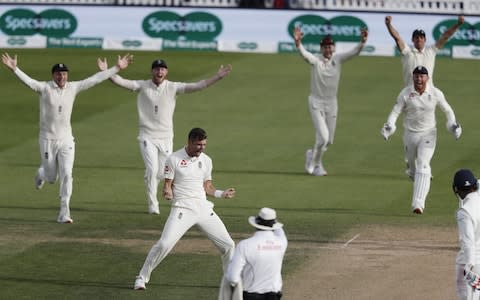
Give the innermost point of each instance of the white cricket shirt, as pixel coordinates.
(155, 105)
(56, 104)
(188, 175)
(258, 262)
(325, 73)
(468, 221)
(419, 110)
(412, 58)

────────────────────

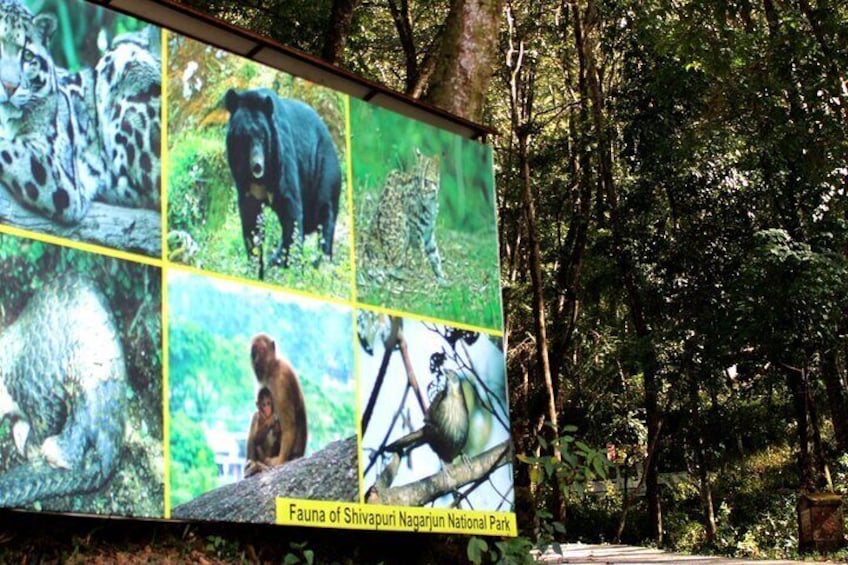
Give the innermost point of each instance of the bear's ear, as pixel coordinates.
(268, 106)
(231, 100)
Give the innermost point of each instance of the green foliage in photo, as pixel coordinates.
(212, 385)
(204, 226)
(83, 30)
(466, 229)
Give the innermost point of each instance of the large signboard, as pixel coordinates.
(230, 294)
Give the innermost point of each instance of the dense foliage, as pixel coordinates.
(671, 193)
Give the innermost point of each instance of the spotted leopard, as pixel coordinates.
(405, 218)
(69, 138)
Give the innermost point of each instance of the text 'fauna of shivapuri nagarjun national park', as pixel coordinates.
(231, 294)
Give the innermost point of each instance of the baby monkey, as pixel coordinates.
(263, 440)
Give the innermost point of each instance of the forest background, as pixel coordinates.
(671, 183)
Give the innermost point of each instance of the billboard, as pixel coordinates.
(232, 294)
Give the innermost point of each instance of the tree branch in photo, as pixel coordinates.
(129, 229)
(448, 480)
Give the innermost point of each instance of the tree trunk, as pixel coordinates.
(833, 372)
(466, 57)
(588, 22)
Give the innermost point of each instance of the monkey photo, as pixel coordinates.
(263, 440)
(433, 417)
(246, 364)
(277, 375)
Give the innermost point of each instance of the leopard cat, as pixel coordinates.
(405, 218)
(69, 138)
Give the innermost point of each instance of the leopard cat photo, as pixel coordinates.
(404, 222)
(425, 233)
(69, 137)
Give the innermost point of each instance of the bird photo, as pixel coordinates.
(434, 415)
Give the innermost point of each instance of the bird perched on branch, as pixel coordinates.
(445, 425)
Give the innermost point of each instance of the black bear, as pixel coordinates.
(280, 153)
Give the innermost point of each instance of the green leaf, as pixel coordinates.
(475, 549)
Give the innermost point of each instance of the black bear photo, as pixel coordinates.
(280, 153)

────────────────────

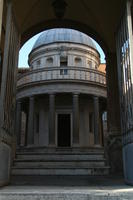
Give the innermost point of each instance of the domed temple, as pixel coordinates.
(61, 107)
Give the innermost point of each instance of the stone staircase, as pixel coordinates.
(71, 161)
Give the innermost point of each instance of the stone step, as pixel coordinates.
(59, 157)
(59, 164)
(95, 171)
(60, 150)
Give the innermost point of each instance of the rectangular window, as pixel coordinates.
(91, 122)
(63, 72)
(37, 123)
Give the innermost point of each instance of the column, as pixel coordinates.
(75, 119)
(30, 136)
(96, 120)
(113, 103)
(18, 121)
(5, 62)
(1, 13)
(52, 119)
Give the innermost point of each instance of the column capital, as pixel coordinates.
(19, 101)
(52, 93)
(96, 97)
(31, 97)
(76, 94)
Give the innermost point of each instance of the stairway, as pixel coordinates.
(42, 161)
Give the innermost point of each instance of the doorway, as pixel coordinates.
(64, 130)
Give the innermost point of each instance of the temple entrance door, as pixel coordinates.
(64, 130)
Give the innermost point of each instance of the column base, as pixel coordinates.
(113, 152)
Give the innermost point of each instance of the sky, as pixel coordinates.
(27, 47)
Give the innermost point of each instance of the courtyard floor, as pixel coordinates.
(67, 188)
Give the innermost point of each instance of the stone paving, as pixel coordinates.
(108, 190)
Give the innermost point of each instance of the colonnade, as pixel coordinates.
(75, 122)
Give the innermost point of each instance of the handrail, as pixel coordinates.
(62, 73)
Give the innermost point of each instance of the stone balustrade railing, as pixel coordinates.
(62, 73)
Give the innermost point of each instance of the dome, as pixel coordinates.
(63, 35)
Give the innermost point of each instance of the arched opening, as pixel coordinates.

────────────────────

» WORK TO BE COMPLETED: Pick out every line above that contains the word "leopard".

» ANSWER TO THIS EXERCISE:
Give the innermost point of each instance of the spotted leopard, as pixel coordinates.
Give the innermost point of each instance of the leopard cat, as pixel coordinates.
Give the innermost point of each instance of the leopard cat photo, as pixel coordinates.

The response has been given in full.